▸ **AUFGABENSTELLUNG**
Gib die Zeilen ab der Zeile mit „[locate] the ice-covered“ bis einschließlich der Zeile mit „x=118, y=189“ erneut wieder, die Aufforderungszeilen eingeschlossen. Multipliziere dabei nur die Koordinaten in den Antworten mit 2,25 und runde auf ganze Zahlen, wobei Werte auf ,5 aufgerundet werden.

Zeilen aus einem Zeige-Datensatz:
■ ■ ■ ■ ■

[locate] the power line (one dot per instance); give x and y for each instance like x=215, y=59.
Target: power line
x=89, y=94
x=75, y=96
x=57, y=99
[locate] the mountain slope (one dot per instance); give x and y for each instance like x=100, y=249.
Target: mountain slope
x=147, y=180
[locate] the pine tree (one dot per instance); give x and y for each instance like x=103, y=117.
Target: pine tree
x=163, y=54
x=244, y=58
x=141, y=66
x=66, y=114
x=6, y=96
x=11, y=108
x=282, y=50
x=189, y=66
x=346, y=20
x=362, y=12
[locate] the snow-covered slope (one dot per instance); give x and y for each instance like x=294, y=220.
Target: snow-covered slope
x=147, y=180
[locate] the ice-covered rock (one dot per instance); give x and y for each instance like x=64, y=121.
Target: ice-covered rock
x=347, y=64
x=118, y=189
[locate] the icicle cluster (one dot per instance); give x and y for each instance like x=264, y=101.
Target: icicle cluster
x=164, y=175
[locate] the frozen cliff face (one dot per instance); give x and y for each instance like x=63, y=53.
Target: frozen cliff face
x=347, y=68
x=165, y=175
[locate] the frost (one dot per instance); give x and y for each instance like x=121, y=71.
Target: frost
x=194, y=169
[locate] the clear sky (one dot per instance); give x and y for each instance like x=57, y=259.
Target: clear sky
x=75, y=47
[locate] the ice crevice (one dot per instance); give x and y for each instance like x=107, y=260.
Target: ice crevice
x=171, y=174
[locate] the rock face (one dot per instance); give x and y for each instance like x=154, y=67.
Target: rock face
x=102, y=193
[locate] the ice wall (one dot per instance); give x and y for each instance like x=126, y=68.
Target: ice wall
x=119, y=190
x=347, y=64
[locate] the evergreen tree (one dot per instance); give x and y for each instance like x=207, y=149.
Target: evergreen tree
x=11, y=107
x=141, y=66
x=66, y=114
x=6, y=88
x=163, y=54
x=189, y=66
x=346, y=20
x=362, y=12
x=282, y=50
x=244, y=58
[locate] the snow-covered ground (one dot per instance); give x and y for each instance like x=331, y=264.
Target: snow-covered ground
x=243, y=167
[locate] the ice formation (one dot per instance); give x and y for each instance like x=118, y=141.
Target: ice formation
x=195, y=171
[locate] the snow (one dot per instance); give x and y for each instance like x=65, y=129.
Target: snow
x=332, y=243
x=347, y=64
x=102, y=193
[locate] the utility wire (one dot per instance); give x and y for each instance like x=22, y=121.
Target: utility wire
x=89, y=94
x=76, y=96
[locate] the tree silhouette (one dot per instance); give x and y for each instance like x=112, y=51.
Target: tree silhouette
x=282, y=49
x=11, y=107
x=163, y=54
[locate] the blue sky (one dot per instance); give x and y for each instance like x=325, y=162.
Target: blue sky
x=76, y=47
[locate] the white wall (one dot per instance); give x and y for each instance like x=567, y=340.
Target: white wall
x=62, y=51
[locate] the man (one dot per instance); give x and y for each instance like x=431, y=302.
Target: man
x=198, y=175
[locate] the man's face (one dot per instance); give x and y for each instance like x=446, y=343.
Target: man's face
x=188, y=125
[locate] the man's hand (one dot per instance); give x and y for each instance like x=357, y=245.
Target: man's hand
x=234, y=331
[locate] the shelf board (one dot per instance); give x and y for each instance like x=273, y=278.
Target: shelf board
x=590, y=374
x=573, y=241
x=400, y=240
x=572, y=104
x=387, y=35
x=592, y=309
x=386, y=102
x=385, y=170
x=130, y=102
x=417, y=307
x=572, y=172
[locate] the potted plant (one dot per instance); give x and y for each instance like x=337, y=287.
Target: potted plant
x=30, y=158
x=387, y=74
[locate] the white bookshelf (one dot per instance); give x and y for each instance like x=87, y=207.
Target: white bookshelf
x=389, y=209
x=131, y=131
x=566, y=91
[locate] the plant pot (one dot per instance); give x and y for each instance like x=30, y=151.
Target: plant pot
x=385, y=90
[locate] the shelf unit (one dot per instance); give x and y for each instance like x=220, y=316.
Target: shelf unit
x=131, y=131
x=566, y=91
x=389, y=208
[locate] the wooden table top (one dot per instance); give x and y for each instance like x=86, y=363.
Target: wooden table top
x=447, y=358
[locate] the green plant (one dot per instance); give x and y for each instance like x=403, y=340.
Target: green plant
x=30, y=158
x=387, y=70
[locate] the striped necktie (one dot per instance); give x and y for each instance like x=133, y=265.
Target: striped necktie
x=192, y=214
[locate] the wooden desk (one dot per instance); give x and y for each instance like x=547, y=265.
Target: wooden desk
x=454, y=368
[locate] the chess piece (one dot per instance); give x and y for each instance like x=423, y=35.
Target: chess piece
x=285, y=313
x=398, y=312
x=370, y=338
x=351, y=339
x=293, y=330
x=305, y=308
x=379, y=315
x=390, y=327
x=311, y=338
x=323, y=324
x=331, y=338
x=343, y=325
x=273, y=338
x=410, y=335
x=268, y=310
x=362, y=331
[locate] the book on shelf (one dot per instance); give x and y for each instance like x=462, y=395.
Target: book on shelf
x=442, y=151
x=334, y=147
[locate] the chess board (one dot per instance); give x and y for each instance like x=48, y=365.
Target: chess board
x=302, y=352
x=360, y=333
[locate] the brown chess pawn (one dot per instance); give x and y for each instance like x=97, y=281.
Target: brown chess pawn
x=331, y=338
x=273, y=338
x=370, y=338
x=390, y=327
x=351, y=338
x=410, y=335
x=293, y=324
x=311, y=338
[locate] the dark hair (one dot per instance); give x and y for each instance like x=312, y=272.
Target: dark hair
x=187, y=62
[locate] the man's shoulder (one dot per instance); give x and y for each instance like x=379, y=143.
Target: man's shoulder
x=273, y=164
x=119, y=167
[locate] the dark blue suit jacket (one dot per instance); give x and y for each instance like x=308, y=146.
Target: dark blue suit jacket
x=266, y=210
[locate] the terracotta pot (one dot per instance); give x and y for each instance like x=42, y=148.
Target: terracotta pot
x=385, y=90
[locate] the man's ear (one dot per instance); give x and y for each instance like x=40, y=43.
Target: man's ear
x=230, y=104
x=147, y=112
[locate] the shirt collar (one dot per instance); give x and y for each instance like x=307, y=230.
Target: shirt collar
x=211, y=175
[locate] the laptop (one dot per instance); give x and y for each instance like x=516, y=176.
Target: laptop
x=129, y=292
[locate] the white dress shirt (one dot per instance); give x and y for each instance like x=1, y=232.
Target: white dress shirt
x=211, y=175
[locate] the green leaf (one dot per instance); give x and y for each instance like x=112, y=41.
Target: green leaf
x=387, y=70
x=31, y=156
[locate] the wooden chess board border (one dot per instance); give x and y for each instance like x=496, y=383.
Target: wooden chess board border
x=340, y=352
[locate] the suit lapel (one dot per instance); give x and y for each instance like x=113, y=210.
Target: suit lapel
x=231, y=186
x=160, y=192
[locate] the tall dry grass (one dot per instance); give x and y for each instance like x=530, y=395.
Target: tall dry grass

■ ■ ■ ■ ■

▸ **ANTWORT**
[locate] the ice-covered rock (one dot per instance); give x and y for each instance like x=64, y=121.
Target: ice-covered rock
x=781, y=144
x=266, y=425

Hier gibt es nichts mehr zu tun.